| TEXT PASSAGE |
Category Archives: good habits

i live in a small town

pushing throughAhhh small towns, they are wonderful pieces of Americana that, as I have written many times before, seem to be giving way to corporate. That’s where I live, in a small town, New Iberia, Louisiana, a little community that grew up along the Bayou Teche. I am not native to here and neither is my husband, he is from Miami Beach, but we have lived here a long time and  have raised our family here.We are small business owners  also and are always so happy to see the loyal support our community gives local businesses, maintaining some of our  quintessential small town individuality. Anyway, it’s been a nice place to raise our family and continues to be a nice place to be a small business owner.

There are two institutions in this town that I feel an enormous amount of gratitude and indebtedness to, Clementine’s Restaurant and the Iberia Performing Arts League, better known as IPAL to us locals. Both of these hometown establishments have provided wonderful developmental experiences for all five of my children and for that, I am so thankful. Wayne Peltier, owner of Clementine’s, kept my four teenage sons busy on many weekends during high school doing catering jobs on site for Peltier’s and then later, at Clementine’s Restaurant. He hired them at 16 years old with absolutely no experience, their first jobs. I am certain they must have made many mistakes in those early days of employment that paralleled those dubious days of high school  and even in the latter days with experience  but he never made them feel anything but good about themselves, even after major blunders, and there were plenty of those. Wayne Peltier is a former teacher and I think he has never forgotten how critical those times in youth are, how influential the adults are in your life and the experiences that shape you. I cannot speak for anyone else, but for me, he was a wonderful first employer for, and later, a wonderful friend to my four sons.

 The amazing people at IPAL embraced my 13 year old daughter during her first performance of Oklahoma and gave her such a positive perception of Community Theater and the arts. She was able to meet and work with some exceptional personalities and I hope, made some lifelong friends. As Doc Voorhies told me once, “We watched her grow up in the theater”. I will always cherish those words, those people, and those times.

As a mom and teacher, I cannot place enough value on people and places within a community that help with the development of our youth. I believe it is so essential for our small communities to support one another and to pay special attention to our youth; it is cliché’ but, they are the future. And they can be so fragile and misguided in an environment of negativity.

| LISTING |
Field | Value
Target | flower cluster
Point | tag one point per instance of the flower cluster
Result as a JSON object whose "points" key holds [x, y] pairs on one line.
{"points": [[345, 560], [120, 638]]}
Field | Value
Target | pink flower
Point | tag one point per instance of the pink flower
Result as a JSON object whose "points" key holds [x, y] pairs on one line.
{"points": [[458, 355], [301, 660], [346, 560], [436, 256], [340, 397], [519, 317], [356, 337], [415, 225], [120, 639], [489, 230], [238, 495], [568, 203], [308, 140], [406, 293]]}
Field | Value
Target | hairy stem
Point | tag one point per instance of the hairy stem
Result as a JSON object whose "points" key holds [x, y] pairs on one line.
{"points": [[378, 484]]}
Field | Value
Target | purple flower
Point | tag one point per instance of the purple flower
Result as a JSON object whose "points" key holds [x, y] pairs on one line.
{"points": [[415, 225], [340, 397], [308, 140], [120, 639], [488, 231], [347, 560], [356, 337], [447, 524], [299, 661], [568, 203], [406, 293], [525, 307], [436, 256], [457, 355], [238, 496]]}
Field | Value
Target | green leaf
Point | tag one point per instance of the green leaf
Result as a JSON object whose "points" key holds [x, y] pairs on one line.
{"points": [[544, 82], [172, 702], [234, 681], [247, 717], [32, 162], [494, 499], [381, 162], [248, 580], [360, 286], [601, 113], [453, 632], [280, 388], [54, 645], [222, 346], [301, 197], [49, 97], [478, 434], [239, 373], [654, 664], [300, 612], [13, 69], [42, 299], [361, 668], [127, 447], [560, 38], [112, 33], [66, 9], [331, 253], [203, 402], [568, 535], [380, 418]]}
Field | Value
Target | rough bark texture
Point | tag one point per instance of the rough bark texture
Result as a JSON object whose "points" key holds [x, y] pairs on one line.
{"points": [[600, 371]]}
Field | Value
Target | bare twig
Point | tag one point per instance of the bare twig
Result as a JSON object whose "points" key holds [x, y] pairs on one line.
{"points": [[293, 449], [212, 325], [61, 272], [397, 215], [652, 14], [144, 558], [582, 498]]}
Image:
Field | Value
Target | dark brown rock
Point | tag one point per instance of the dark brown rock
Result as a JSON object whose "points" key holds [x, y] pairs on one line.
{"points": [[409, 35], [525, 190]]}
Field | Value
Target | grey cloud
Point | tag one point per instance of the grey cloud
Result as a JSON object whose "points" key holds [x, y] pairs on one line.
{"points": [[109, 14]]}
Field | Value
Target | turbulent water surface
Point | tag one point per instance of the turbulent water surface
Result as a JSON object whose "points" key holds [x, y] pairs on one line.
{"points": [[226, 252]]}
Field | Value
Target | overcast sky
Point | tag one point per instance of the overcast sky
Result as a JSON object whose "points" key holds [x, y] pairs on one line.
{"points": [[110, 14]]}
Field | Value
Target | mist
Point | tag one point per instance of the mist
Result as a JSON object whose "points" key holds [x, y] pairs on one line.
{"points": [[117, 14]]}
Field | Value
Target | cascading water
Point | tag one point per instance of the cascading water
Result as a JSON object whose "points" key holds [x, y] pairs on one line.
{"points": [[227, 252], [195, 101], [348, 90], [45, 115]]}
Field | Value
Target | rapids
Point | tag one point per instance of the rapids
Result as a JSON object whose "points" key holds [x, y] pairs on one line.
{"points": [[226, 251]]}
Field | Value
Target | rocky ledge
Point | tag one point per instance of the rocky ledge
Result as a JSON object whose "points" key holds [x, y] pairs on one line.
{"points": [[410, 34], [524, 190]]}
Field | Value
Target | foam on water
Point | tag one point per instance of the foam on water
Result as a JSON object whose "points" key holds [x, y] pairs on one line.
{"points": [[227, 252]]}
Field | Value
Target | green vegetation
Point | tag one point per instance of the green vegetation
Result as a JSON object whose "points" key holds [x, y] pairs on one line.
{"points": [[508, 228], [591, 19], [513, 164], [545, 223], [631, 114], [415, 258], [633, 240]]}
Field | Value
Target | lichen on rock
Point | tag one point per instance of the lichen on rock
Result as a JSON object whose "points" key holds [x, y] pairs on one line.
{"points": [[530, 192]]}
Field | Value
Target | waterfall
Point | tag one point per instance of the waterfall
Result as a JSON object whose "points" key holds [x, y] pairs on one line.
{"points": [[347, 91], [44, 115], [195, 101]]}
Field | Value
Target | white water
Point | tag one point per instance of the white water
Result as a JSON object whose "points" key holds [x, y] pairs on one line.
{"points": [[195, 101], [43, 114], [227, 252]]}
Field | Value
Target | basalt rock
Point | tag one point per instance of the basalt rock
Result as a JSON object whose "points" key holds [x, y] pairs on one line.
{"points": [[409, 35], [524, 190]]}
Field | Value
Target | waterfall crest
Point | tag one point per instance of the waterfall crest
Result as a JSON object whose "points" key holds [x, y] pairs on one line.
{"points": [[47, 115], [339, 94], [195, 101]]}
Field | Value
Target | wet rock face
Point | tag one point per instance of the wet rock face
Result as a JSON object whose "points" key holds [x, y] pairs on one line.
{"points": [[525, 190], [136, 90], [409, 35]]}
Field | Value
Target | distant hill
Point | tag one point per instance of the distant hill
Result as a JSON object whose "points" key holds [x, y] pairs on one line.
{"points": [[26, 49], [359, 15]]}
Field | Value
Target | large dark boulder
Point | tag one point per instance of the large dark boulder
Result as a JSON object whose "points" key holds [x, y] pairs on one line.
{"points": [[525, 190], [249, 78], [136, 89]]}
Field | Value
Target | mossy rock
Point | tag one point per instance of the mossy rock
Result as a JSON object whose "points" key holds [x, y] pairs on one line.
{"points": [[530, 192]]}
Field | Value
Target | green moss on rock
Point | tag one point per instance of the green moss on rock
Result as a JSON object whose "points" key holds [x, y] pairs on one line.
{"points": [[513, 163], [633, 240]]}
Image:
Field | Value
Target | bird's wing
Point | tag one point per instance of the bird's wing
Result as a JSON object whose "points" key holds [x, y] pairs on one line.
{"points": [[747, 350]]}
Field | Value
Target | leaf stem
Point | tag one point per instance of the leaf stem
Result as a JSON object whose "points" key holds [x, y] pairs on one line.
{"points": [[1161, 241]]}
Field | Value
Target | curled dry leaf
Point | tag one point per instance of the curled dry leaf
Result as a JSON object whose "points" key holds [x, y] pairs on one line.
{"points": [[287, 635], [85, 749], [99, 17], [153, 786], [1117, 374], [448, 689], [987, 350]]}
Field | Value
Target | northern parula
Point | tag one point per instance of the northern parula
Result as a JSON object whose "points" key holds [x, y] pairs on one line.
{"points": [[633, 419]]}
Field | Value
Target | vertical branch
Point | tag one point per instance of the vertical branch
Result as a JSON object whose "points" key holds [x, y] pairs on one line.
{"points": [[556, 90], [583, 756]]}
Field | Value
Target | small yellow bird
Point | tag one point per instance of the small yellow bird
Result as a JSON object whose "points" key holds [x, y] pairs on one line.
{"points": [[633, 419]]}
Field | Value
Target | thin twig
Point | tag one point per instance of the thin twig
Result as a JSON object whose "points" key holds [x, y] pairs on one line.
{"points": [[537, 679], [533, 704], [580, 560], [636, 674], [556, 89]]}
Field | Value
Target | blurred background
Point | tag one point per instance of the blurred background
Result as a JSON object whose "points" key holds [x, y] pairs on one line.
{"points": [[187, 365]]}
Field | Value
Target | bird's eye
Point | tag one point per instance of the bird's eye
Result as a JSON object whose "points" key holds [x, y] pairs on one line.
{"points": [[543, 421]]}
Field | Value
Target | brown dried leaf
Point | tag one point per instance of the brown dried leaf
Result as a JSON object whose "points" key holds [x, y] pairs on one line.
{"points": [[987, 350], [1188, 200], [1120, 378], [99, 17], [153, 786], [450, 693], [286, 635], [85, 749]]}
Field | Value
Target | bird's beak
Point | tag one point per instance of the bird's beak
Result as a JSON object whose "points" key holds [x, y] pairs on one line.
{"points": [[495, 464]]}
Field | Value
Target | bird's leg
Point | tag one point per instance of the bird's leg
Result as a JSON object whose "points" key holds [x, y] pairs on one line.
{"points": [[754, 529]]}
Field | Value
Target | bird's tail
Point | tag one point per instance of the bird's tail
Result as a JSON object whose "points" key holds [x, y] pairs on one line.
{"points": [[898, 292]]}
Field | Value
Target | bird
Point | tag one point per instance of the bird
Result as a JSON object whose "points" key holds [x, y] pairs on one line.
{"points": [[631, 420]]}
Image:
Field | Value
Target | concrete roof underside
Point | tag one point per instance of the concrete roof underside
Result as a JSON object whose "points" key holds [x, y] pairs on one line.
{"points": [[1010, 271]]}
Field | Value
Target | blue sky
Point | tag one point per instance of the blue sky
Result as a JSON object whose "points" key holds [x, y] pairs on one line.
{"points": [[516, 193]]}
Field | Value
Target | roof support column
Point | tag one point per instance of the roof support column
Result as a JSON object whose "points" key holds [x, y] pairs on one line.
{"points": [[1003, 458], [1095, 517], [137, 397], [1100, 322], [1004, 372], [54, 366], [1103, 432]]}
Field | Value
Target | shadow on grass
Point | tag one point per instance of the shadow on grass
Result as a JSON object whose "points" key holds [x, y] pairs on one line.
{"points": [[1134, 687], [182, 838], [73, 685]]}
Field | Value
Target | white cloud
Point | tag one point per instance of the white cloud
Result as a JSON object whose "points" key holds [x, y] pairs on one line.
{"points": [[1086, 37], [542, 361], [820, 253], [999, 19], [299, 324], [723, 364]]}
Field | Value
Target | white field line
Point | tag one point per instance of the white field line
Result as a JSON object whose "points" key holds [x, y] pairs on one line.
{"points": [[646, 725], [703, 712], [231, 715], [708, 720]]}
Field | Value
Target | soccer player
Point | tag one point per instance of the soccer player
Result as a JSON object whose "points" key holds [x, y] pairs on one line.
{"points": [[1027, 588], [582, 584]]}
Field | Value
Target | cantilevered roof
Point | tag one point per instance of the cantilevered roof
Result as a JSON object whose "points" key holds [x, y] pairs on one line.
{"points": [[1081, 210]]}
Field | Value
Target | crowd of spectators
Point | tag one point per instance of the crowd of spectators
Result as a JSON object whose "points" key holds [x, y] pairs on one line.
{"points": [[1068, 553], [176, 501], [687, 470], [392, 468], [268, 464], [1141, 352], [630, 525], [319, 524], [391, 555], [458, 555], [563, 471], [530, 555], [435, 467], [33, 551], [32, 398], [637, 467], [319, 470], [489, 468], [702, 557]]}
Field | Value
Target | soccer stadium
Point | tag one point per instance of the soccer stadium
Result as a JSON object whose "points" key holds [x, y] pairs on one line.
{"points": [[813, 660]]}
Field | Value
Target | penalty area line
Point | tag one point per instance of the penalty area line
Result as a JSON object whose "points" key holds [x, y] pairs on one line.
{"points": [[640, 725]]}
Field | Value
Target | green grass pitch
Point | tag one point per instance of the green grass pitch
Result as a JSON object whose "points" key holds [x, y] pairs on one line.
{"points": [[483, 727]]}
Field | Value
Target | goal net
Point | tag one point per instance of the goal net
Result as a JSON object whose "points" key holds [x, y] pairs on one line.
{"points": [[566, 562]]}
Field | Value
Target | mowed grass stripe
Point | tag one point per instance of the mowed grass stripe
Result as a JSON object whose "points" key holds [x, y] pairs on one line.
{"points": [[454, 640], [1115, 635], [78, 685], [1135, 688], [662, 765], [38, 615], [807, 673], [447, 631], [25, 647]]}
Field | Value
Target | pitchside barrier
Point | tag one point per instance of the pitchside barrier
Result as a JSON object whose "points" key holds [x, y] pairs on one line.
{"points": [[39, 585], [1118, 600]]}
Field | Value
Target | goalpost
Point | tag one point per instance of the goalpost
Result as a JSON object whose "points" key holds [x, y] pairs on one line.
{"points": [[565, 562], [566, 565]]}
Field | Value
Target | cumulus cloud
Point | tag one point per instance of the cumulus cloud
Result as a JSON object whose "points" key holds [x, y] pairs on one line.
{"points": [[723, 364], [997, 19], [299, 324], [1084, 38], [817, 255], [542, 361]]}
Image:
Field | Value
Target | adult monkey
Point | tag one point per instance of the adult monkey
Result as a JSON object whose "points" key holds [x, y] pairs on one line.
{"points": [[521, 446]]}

| DIRECTION A |
Return the part of the small-town text starting at "Category Archives: good" and ending at "small business owner.", copied word for word.
| DIRECTION B |
According to the small-town text, why did Wayne Peltier never make the writer's sons feel anything but good about themselves, even after major blunders? Explain in one to three sentences.

| CORRECT OUTPUT A |
Category Archives: good habits

i live in a small town

pushing throughAhhh small towns, they are wonderful pieces of Americana that, as I have written many times before, seem to be giving way to corporate. That’s where I live, in a small town, New Iberia, Louisiana, a little community that grew up along the Bayou Teche. I am not native to here and neither is my husband, he is from Miami Beach, but we have lived here a long time and  have raised our family here.We are small business owners  also and are always so happy to see the loyal support our community gives local businesses, maintaining some of our  quintessential small town individuality. Anyway, it’s been a nice place to raise our family and continues to be a nice place to be a small business owner.

| CORRECT OUTPUT B |
The writer credits this to his past as a teacher. The writer believes he has never forgotten how critical the years of youth are, how influential adults are in a young person's life, and how experiences shape them.